_DATA SUPPLIED_
━━━

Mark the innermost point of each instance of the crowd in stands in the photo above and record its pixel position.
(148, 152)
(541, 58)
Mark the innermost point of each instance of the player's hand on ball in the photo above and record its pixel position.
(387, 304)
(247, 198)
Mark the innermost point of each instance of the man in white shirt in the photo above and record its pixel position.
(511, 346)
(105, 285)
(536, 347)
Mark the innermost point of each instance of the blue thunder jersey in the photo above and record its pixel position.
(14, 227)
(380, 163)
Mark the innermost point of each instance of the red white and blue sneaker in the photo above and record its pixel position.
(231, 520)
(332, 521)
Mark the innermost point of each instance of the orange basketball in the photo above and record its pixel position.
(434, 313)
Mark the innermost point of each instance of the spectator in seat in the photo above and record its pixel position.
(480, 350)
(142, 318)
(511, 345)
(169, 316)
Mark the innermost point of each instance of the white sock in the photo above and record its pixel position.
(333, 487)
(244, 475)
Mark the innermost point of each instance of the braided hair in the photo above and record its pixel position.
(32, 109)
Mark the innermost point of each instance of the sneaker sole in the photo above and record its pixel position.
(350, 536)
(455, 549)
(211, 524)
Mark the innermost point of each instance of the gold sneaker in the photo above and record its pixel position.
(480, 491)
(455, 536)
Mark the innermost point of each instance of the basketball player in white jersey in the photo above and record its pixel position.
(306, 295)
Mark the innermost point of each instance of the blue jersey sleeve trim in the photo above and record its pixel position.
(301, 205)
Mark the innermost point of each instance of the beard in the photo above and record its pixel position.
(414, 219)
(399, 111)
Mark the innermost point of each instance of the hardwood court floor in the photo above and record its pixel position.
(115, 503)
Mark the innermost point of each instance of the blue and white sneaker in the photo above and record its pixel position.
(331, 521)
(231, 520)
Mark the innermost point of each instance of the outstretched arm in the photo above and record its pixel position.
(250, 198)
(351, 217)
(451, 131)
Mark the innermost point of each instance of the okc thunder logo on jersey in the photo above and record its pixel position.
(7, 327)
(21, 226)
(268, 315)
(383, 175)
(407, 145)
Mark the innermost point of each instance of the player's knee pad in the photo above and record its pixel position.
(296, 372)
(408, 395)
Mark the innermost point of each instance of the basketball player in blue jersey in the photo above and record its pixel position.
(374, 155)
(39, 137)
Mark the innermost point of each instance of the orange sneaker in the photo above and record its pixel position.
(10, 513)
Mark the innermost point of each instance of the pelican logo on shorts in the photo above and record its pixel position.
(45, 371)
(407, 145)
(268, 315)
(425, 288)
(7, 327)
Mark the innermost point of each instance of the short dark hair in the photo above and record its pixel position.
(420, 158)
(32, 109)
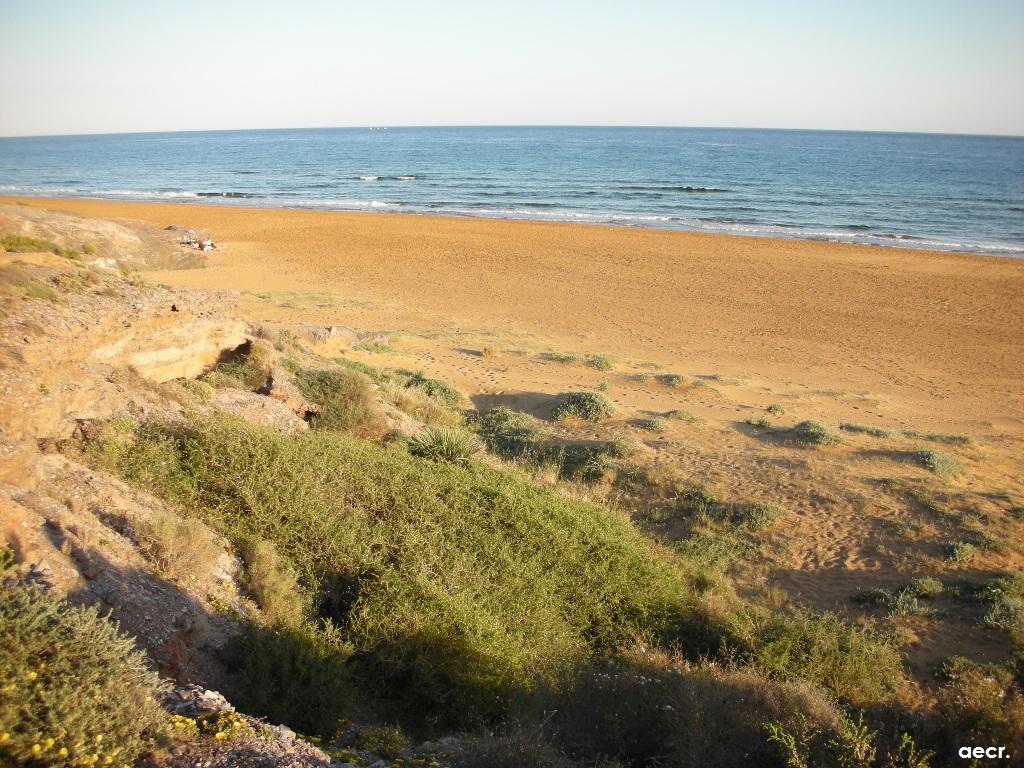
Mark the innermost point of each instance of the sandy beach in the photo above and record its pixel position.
(938, 334)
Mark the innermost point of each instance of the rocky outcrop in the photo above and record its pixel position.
(163, 348)
(281, 386)
(258, 409)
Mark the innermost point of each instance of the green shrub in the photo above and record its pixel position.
(181, 548)
(646, 713)
(507, 432)
(74, 690)
(866, 429)
(925, 587)
(855, 665)
(436, 389)
(939, 462)
(958, 552)
(814, 433)
(981, 704)
(457, 587)
(697, 499)
(683, 416)
(201, 390)
(671, 380)
(759, 516)
(295, 675)
(444, 444)
(386, 740)
(598, 361)
(1006, 599)
(652, 425)
(269, 580)
(586, 406)
(346, 400)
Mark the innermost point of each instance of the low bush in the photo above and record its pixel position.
(457, 588)
(436, 389)
(346, 400)
(444, 444)
(927, 588)
(683, 416)
(939, 462)
(958, 552)
(507, 432)
(653, 712)
(655, 424)
(758, 516)
(814, 433)
(586, 406)
(296, 675)
(857, 665)
(181, 548)
(598, 361)
(269, 580)
(866, 429)
(25, 244)
(74, 691)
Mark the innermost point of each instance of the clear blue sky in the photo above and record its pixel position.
(105, 66)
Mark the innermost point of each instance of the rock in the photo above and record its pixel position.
(162, 350)
(258, 409)
(193, 700)
(281, 386)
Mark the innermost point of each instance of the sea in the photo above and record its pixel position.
(950, 193)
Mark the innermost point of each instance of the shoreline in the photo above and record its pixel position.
(201, 202)
(906, 243)
(912, 330)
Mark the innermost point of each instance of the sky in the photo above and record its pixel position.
(120, 66)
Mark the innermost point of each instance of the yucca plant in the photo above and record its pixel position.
(444, 444)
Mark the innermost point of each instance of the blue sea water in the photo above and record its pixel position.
(941, 192)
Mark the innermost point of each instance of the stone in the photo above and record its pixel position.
(281, 386)
(258, 409)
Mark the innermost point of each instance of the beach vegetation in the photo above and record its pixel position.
(655, 424)
(27, 244)
(814, 433)
(586, 406)
(346, 400)
(444, 444)
(939, 462)
(866, 429)
(75, 691)
(598, 361)
(687, 417)
(437, 390)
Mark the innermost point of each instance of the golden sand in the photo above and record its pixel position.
(942, 332)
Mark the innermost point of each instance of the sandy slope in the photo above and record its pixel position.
(901, 339)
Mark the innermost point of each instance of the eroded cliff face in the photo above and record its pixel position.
(81, 345)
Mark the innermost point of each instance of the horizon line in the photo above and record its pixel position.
(509, 125)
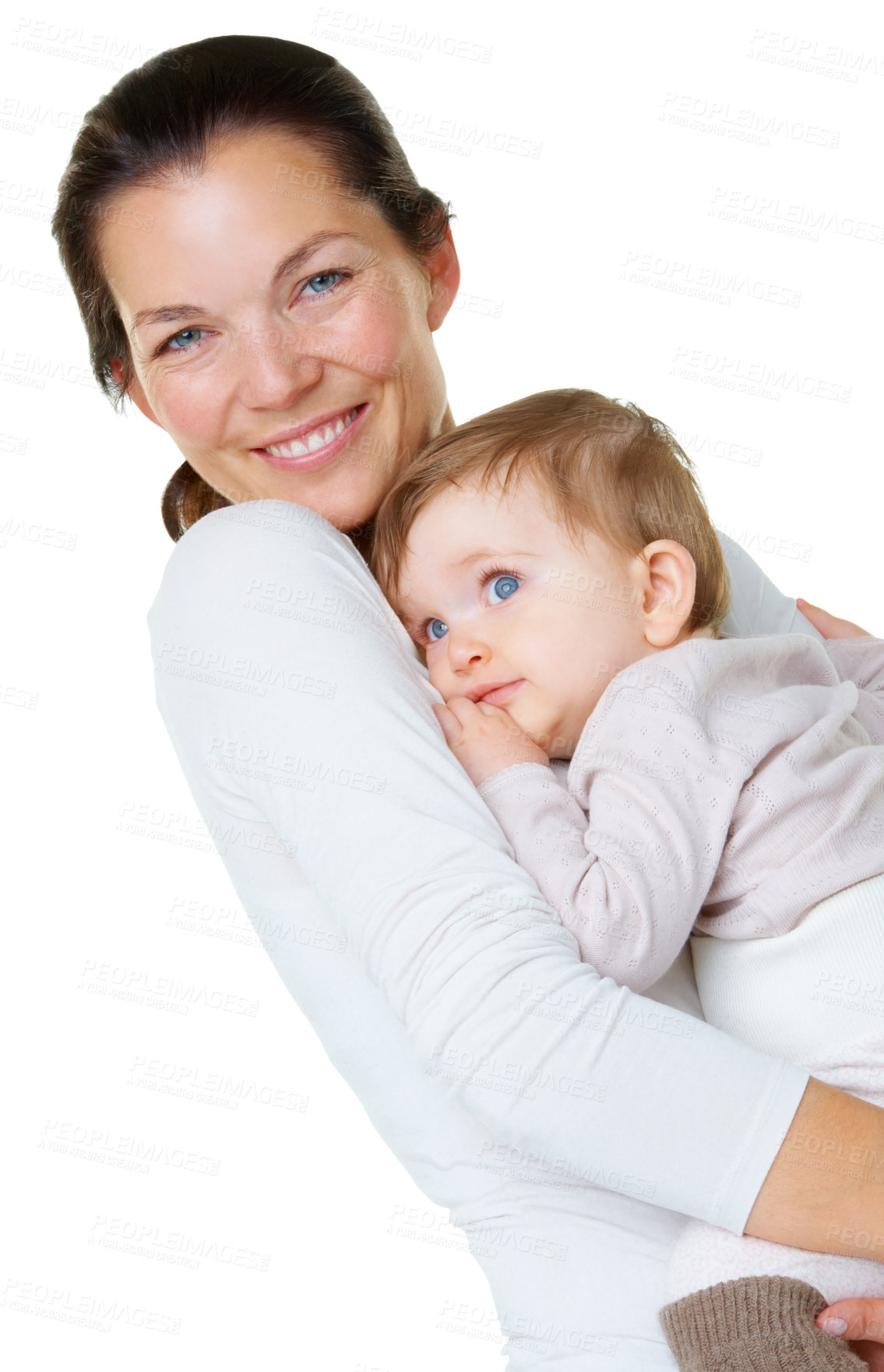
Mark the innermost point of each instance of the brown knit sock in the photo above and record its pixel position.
(754, 1324)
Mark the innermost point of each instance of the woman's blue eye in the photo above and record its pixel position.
(329, 277)
(505, 586)
(189, 339)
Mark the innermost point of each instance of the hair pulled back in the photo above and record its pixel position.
(165, 117)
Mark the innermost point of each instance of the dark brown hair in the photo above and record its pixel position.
(602, 467)
(165, 117)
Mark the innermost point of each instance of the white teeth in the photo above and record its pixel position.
(299, 447)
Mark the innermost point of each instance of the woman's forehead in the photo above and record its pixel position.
(258, 200)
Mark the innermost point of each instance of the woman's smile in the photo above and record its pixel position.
(313, 443)
(305, 368)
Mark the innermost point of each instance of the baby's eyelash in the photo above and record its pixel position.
(485, 578)
(499, 571)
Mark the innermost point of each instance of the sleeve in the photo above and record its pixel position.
(628, 876)
(861, 660)
(351, 771)
(757, 607)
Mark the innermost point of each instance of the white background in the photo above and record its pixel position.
(609, 168)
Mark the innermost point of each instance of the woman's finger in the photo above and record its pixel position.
(858, 1319)
(828, 625)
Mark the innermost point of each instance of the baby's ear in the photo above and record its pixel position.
(669, 591)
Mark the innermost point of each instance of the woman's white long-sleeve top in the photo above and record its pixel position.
(456, 1004)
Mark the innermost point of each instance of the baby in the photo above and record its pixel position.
(557, 566)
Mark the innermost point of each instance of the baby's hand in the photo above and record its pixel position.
(484, 739)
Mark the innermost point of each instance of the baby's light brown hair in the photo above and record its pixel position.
(604, 467)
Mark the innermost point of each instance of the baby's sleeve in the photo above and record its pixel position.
(628, 873)
(861, 661)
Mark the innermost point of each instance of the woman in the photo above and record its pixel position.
(261, 273)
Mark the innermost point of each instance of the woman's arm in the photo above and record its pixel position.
(757, 607)
(490, 988)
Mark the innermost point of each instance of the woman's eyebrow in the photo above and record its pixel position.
(295, 259)
(290, 263)
(164, 315)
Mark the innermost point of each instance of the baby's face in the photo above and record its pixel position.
(507, 611)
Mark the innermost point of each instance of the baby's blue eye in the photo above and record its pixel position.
(505, 586)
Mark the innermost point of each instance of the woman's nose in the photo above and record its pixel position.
(273, 372)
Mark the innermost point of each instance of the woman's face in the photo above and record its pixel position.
(280, 331)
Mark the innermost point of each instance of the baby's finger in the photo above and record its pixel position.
(860, 1317)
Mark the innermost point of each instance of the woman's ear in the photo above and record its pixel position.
(669, 591)
(135, 390)
(445, 272)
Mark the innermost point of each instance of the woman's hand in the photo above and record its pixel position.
(484, 739)
(828, 625)
(862, 1324)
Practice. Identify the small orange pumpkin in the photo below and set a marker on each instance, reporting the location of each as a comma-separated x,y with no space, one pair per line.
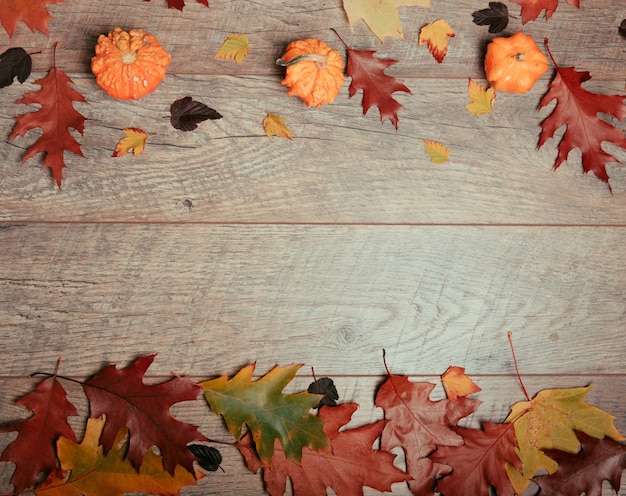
129,64
514,64
314,71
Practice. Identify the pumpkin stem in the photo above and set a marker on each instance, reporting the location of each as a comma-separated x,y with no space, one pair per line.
320,60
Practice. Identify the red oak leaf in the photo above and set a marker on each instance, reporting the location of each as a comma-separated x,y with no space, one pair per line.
32,12
350,464
578,109
121,395
368,74
531,9
179,4
55,117
33,451
420,425
480,462
584,472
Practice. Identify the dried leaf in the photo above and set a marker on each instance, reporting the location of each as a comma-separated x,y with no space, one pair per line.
436,35
349,465
531,9
437,152
274,125
481,98
368,74
56,116
235,47
121,395
14,63
186,114
457,384
268,412
496,17
380,15
32,12
578,109
135,140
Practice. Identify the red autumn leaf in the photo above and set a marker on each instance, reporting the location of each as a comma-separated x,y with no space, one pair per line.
531,9
480,462
55,118
33,451
420,425
584,472
350,464
368,74
121,395
578,109
31,12
179,4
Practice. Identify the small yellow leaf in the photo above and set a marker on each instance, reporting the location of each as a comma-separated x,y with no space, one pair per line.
438,153
135,140
274,125
235,47
457,384
436,34
481,98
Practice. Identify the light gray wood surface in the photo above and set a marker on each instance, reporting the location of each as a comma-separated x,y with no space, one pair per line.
221,247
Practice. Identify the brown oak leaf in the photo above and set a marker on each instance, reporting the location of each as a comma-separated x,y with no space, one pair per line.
350,464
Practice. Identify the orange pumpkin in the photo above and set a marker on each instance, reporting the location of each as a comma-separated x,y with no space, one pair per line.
514,64
129,64
314,71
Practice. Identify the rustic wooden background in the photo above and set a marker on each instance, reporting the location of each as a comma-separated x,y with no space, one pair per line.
221,246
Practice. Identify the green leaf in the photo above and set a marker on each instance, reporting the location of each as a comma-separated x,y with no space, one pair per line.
267,411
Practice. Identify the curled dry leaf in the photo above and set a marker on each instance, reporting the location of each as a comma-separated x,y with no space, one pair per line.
187,113
134,141
235,47
436,35
14,63
274,125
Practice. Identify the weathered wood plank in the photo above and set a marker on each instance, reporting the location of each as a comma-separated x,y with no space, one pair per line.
341,167
194,36
498,393
329,297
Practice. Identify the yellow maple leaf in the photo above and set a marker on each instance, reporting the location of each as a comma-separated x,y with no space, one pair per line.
381,16
481,98
235,47
436,35
438,153
274,125
548,421
457,384
91,473
135,140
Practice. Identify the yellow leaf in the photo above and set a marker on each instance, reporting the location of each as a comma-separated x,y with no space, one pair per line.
482,99
548,421
274,125
457,384
235,47
135,140
438,153
91,473
380,15
436,35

━━━

_EXERCISE OBJECTIVE_
Through the last line of the entries above, beginning at the line containing "Practice. Identify the weathered", transcribe each line exactly, both ends included and nothing more.

_SOLUTION FOR THIS TASK_
Practice. Identify the weathered wood plank in the photo above and set a marker on each instance, reporting the location of each as a comma-separated x,y with no space, one pair per line.
341,167
194,36
498,393
329,297
Practice. Identify the yellow maple leaf in the photo above and set a marker on each instance, reporting the location of each as a comma-separated x,y with no space, one pair per line.
381,16
481,98
235,47
436,35
438,153
274,125
548,421
457,384
91,473
135,140
Practice. Identify the yellow leaf in the photo above and set a marker on each instance, reporting the location of each as a comma-separated x,y with no space, one pair per line.
482,99
548,421
274,125
457,384
235,47
135,140
438,153
91,473
380,15
436,35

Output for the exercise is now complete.